--- Start SOURCE RECORDS ---
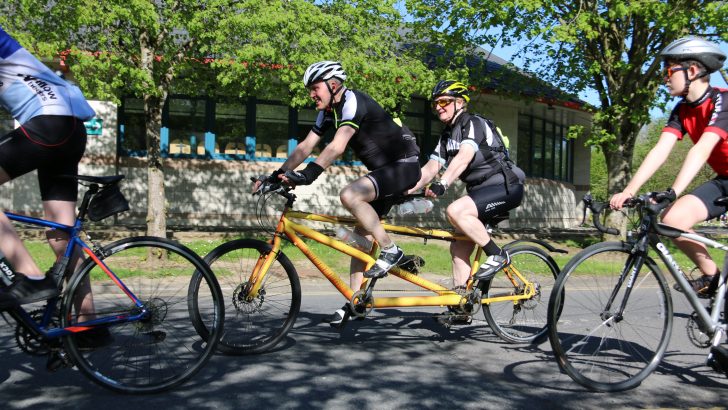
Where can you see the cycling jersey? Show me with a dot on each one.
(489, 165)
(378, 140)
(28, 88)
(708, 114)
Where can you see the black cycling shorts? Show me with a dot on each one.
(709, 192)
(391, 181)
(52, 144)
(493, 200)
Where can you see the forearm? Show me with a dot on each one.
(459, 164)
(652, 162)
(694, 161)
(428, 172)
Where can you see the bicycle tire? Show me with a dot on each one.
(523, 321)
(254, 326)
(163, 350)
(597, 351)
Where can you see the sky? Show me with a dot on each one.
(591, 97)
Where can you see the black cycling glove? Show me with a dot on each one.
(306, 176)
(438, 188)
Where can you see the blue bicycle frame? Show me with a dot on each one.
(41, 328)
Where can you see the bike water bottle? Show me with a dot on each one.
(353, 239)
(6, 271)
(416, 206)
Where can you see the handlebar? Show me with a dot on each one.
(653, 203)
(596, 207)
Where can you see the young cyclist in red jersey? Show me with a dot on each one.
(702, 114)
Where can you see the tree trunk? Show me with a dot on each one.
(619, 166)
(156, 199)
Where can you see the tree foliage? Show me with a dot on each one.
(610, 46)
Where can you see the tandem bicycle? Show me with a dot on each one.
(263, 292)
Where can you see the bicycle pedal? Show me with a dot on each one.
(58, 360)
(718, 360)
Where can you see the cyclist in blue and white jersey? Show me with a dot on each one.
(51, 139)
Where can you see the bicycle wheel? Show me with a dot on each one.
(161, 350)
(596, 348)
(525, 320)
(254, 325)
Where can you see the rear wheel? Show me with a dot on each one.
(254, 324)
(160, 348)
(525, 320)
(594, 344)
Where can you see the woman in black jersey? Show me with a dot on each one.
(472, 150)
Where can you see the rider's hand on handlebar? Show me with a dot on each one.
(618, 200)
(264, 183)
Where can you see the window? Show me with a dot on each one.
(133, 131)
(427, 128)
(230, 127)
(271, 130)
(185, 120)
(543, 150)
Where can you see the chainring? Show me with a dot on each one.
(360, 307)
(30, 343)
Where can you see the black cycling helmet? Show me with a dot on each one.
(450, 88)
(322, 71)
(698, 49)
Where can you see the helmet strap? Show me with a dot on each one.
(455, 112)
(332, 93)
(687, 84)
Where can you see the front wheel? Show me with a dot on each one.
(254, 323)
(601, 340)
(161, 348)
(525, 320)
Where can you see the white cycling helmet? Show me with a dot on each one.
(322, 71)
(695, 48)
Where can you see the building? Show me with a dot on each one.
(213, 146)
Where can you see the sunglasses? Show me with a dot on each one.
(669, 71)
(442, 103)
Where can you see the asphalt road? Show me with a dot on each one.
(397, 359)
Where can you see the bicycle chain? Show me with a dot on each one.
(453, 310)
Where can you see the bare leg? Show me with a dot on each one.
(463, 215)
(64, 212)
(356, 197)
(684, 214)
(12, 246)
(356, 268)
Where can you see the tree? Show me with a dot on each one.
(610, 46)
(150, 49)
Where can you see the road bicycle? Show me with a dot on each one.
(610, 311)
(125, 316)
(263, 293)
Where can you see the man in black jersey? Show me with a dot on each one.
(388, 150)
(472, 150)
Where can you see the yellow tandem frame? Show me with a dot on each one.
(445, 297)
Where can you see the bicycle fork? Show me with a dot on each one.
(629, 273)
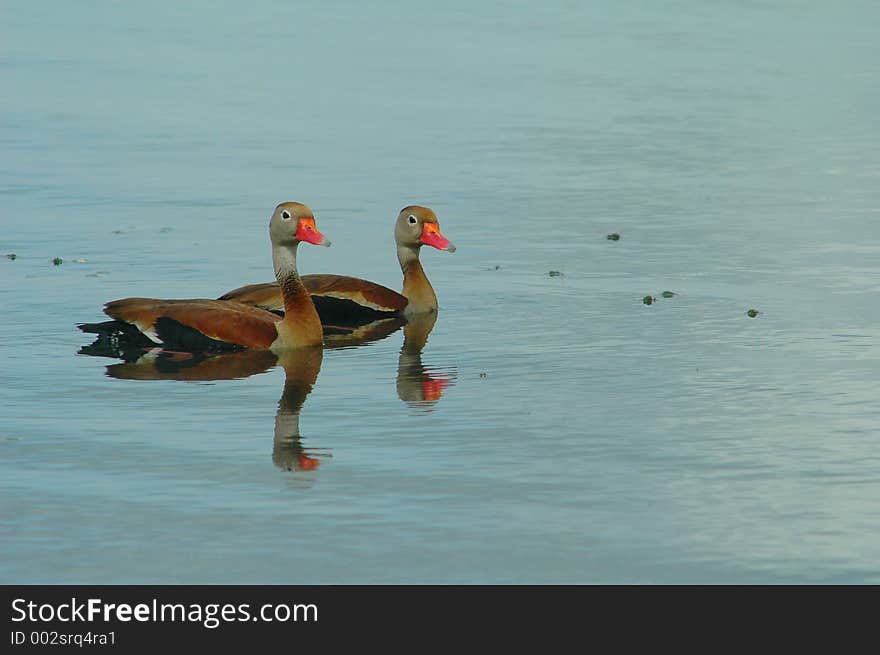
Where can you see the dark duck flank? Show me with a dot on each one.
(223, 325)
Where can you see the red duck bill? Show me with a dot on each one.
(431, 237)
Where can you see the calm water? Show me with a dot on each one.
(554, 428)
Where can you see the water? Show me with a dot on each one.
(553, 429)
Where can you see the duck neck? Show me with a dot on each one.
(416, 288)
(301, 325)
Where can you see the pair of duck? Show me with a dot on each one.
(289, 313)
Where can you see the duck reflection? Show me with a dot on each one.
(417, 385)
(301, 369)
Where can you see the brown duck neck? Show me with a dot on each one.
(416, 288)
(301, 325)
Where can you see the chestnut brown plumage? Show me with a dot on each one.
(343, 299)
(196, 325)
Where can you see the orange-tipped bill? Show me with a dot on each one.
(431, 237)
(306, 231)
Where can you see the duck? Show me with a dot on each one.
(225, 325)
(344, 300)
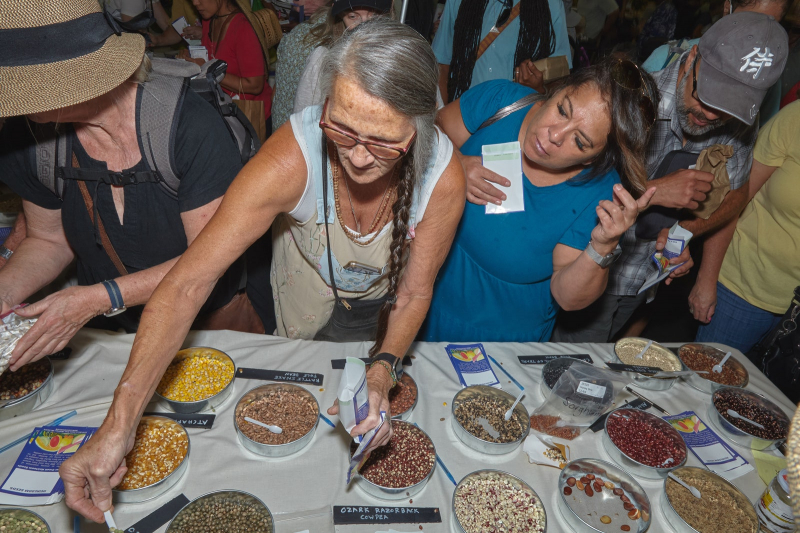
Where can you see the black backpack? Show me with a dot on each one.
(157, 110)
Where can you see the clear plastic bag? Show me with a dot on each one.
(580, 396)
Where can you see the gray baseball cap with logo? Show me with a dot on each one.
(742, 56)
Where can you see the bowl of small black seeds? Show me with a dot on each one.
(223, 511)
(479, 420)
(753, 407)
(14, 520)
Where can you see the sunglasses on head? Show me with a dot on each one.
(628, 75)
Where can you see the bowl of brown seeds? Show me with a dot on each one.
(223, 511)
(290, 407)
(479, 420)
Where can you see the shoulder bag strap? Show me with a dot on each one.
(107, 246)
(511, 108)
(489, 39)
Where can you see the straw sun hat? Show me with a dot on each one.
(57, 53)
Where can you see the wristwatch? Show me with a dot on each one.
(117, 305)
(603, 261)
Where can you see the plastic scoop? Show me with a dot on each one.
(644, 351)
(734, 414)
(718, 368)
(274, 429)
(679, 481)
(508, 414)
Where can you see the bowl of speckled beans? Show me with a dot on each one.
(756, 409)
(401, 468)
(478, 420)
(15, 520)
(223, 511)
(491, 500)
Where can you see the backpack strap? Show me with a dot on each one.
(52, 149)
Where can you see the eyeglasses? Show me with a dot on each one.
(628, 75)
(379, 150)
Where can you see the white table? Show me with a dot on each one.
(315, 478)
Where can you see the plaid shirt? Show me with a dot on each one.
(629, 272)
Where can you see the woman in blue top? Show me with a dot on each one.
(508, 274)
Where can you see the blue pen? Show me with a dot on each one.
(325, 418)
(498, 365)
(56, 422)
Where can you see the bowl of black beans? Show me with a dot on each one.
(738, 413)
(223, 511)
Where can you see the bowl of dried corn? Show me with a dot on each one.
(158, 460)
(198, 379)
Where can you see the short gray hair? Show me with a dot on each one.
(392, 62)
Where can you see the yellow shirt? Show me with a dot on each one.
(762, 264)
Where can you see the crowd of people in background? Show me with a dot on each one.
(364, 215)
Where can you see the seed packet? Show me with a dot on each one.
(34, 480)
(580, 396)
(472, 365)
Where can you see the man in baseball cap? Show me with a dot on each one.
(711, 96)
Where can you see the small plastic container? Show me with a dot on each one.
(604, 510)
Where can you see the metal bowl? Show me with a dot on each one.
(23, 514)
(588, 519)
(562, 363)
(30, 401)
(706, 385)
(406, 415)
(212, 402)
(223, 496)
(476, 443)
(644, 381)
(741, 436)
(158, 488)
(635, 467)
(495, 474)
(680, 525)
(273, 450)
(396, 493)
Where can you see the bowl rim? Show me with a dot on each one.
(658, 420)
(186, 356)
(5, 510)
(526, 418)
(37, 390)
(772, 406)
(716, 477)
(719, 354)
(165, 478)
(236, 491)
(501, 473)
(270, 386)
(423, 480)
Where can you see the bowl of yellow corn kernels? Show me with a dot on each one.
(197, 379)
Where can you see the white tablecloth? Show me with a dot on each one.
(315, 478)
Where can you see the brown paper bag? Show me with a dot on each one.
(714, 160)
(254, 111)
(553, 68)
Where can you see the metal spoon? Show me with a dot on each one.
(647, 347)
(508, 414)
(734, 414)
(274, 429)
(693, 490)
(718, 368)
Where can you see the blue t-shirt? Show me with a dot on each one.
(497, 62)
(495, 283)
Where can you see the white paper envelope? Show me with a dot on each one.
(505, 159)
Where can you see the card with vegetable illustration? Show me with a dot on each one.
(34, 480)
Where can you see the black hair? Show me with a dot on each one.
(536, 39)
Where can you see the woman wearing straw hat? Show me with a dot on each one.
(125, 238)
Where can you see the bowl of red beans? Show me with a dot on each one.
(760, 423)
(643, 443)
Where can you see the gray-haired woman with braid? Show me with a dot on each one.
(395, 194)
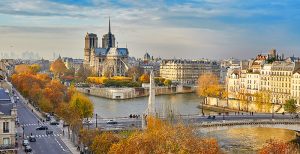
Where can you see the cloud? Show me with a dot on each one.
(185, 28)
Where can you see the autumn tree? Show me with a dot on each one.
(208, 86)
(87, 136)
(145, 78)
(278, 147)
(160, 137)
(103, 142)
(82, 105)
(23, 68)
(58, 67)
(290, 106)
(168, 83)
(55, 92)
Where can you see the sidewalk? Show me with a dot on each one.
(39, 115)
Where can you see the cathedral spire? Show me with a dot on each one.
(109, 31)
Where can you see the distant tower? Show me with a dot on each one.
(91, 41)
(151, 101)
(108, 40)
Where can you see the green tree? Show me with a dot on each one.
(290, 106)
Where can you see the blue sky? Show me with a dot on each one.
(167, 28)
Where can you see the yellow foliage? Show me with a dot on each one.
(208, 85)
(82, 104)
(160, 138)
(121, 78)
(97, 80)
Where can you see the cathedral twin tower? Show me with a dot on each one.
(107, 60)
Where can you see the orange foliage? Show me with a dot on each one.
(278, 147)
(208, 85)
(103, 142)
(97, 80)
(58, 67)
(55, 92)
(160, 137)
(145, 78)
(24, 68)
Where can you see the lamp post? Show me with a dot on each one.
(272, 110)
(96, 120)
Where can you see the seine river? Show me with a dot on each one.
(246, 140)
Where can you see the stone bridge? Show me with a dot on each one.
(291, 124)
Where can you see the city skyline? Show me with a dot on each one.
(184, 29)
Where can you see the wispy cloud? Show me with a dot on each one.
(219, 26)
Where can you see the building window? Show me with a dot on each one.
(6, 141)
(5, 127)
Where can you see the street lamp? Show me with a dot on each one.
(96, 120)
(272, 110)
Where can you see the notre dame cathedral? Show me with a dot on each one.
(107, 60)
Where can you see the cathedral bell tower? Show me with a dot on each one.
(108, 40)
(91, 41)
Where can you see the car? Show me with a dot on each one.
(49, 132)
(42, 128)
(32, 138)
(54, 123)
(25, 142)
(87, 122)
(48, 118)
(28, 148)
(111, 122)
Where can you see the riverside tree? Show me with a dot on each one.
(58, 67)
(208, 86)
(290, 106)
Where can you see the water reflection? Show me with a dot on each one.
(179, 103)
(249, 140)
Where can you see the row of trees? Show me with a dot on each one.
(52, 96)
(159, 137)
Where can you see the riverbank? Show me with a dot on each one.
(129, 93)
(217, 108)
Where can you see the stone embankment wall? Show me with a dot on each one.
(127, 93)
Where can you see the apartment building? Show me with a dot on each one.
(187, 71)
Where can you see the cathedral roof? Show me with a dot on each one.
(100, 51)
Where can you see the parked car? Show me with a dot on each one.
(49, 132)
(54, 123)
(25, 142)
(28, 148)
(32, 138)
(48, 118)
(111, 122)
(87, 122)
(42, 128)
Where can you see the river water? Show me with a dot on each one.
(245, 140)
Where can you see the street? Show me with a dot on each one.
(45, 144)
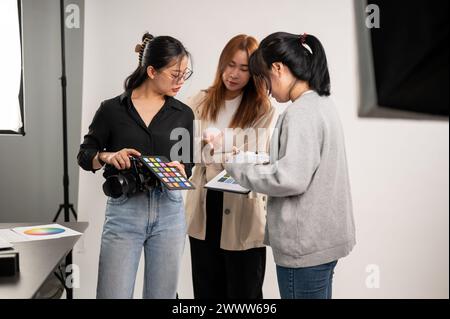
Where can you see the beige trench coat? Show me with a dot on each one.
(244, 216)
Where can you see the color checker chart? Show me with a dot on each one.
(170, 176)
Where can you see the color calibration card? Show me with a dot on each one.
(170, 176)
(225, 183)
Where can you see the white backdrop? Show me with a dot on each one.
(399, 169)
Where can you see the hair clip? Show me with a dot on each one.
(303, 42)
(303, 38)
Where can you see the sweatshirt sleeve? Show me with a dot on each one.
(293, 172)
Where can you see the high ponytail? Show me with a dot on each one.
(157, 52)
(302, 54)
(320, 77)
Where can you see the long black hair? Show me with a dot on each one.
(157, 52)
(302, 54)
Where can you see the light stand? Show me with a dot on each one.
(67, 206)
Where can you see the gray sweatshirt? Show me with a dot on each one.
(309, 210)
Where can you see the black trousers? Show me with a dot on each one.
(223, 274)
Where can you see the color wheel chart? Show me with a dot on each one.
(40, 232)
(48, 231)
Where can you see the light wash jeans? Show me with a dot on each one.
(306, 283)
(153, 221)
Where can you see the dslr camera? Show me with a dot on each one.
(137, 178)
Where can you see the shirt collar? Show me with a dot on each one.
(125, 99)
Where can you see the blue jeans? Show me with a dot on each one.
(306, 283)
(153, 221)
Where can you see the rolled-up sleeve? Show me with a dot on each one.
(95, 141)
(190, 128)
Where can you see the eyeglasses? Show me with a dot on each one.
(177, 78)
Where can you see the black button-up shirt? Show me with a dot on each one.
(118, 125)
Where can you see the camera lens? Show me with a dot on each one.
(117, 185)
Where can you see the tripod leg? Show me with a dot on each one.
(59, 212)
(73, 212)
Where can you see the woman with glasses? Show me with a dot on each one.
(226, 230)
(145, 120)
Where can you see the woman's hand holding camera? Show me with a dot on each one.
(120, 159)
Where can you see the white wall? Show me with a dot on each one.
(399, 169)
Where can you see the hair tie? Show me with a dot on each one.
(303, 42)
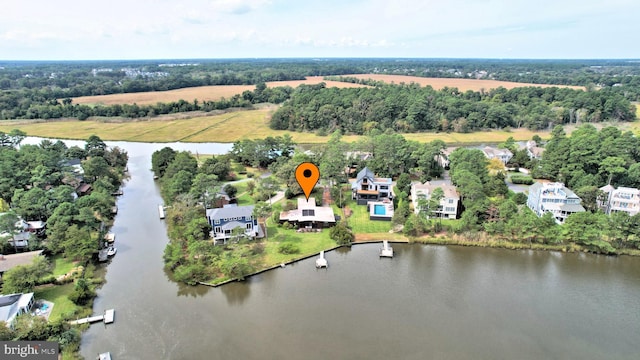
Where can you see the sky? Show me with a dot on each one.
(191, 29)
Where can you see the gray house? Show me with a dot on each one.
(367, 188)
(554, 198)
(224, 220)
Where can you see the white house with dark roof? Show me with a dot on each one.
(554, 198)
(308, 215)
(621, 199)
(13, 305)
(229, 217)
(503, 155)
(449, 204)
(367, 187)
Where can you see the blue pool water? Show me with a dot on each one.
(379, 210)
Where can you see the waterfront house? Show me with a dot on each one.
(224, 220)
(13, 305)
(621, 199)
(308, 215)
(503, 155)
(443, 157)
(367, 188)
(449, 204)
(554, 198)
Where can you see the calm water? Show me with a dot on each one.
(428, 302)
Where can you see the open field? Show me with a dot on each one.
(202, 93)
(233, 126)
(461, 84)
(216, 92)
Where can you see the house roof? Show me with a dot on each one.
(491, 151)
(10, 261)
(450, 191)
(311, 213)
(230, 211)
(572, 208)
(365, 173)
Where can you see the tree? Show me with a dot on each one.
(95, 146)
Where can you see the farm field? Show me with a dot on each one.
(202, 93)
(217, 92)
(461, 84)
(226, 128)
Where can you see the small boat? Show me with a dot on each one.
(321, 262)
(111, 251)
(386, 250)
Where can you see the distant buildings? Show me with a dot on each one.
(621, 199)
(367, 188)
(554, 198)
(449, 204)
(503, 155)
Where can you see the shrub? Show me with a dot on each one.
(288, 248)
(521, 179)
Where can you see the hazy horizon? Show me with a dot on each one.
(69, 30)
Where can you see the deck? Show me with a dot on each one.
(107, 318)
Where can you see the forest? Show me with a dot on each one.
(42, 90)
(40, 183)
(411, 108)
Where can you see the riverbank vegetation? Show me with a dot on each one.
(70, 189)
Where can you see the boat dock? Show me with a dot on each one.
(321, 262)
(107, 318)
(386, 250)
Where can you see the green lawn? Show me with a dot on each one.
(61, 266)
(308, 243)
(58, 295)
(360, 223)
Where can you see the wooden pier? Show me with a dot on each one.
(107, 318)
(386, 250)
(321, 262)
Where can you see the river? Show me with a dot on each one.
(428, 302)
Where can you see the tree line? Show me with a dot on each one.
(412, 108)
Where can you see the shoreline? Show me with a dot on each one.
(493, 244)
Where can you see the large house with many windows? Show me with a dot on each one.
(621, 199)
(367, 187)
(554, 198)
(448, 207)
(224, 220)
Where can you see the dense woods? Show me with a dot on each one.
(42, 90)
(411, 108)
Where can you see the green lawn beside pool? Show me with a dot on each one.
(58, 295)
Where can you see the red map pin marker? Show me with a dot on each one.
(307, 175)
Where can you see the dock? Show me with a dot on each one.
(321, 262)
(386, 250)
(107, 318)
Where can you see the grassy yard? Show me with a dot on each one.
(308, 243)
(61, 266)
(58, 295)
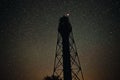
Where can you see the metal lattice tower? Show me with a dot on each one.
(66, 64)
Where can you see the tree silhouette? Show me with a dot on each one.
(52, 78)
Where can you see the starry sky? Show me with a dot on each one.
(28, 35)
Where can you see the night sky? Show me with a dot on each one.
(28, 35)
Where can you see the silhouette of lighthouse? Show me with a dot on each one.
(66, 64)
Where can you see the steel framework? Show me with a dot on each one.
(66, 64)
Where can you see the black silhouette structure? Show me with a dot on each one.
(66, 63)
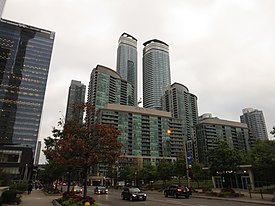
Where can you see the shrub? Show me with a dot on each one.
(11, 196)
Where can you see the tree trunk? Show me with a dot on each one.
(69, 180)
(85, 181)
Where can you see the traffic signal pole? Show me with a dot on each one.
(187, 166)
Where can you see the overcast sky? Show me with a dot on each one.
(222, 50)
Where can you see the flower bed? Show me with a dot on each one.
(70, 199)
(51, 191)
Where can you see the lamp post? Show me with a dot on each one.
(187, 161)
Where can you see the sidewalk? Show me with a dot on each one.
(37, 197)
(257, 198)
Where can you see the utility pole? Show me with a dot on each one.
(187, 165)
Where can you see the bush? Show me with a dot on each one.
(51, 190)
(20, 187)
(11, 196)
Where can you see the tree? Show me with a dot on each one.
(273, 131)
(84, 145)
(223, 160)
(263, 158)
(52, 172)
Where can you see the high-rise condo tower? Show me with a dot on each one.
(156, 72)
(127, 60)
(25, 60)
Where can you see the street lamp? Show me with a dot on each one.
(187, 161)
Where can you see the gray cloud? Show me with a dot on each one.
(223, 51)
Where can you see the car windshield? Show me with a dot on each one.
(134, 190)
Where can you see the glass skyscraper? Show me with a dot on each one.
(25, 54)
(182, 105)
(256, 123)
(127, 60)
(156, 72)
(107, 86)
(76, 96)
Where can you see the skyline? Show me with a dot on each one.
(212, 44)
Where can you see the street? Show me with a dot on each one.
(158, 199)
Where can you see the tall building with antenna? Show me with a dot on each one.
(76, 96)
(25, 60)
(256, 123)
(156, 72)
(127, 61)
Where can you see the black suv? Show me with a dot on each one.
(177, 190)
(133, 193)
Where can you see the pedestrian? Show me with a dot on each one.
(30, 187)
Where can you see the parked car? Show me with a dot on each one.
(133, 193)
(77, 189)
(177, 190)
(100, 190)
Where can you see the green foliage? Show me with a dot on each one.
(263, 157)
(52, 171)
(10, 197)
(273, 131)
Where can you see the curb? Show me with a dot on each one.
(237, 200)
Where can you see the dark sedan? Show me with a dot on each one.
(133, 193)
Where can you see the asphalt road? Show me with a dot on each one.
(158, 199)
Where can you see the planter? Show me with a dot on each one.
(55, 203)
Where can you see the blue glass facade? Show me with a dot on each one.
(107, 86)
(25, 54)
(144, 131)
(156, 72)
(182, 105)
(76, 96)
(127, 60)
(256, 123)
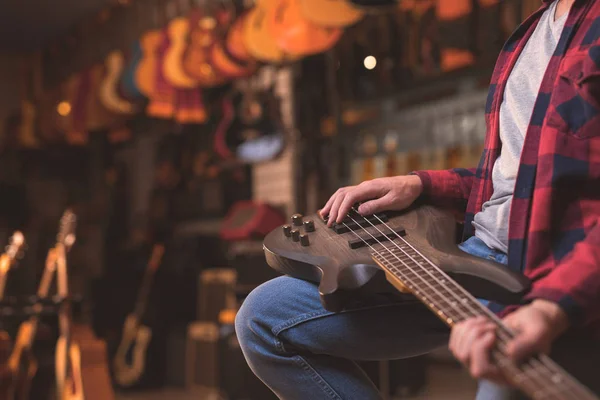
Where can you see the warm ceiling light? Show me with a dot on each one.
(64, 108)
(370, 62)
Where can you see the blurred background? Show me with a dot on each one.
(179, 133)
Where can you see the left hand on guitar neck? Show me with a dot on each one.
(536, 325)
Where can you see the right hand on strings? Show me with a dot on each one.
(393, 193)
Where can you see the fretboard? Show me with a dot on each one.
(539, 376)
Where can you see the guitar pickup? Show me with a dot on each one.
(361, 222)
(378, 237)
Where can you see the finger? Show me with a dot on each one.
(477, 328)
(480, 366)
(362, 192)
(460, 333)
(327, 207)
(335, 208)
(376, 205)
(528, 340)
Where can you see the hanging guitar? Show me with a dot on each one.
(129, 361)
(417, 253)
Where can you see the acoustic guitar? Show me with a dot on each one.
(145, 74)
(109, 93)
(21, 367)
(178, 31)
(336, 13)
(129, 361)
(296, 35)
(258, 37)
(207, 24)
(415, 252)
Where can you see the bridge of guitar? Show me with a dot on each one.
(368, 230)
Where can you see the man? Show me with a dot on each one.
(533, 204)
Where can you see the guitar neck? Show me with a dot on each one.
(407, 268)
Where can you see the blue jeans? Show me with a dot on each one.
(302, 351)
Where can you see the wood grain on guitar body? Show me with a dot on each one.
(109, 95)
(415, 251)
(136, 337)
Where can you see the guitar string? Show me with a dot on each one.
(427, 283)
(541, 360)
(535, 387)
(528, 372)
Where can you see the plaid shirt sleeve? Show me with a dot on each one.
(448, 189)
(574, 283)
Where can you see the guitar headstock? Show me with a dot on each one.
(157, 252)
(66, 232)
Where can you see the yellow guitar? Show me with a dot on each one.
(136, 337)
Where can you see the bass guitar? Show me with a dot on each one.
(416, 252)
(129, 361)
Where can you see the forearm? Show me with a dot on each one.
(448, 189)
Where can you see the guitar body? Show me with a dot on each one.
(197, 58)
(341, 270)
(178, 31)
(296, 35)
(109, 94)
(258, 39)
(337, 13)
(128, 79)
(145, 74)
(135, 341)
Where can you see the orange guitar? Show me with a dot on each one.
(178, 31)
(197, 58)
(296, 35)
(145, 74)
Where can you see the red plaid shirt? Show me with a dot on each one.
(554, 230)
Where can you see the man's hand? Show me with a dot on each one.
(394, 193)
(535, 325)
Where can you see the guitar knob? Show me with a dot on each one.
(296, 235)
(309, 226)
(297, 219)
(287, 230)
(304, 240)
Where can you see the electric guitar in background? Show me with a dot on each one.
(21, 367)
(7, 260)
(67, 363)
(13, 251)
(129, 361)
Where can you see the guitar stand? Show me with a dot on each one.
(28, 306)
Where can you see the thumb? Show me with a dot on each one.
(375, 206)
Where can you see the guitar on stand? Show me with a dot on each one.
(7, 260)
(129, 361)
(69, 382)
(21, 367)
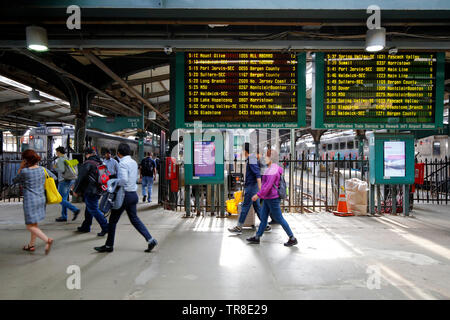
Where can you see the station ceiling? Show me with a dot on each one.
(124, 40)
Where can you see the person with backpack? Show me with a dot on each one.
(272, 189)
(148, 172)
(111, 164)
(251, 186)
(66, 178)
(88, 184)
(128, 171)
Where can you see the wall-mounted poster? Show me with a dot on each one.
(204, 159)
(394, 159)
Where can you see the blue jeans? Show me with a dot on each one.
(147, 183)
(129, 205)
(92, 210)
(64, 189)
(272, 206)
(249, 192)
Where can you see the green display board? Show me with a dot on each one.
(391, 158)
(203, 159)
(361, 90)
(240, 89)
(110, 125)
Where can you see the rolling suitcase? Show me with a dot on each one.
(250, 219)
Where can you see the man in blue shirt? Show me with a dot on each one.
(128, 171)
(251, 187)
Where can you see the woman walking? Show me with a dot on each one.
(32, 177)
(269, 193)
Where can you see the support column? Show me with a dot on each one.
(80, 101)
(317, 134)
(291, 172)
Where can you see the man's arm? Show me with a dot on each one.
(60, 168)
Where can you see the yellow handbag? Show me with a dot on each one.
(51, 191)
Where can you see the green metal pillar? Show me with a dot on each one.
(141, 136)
--- End SOURCE RECORDS ---
THE PROBLEM: Write out an exact reproduction of the lines from the line that holds "Where can you see the guitar knob?" to the bottom of the listing above, both ends included. Exclude pictures.

RESULT BELOW:
Where can you see the guitar knob? Show me with a dot on each one.
(296, 235)
(309, 226)
(297, 219)
(287, 230)
(304, 240)
Where can you see the electric guitar in background? Show me with a dot on each one.
(21, 367)
(7, 260)
(67, 363)
(13, 251)
(129, 361)
Where can you see the guitar stand? Show me with a dot on each one.
(28, 306)
Where can you see the thumb? Show me with a dot on each one.
(375, 206)
Where can you see the guitar on stand? Show me with a dot on each one.
(7, 260)
(129, 361)
(69, 382)
(21, 367)
Where can you see the station ceiling? Show me with a dot on each one.
(124, 40)
Where can you see the person with backpack? Show me with a dot on each one.
(272, 189)
(148, 172)
(111, 164)
(251, 186)
(66, 178)
(88, 184)
(128, 171)
Where can you see the wall-mounted poster? Show me with a dot on each one.
(204, 159)
(394, 159)
Where can you see the blue jeans? Show me with a dot on each one.
(147, 183)
(129, 205)
(92, 210)
(64, 189)
(272, 206)
(249, 192)
Where can you see the green display board? Show me with a dot on each one.
(391, 158)
(203, 159)
(361, 90)
(240, 89)
(110, 125)
Where can you see the rolling suitcase? Show me with a dot on each one.
(250, 219)
Where can you see the man in blue shirt? Show me with a dot on each one.
(128, 171)
(251, 187)
Where can you see the woman walking? Show me with a dot on each one.
(32, 177)
(269, 193)
Where can you see the support column? Show me with a dot on each one.
(80, 101)
(317, 134)
(291, 172)
Where can you see the man's arm? Show me with a dot on each one.
(60, 168)
Where can you see the yellow handbag? Show me with a dot on each one.
(51, 191)
Where can you see the green metal pillar? Show me with a dot on each one.
(141, 136)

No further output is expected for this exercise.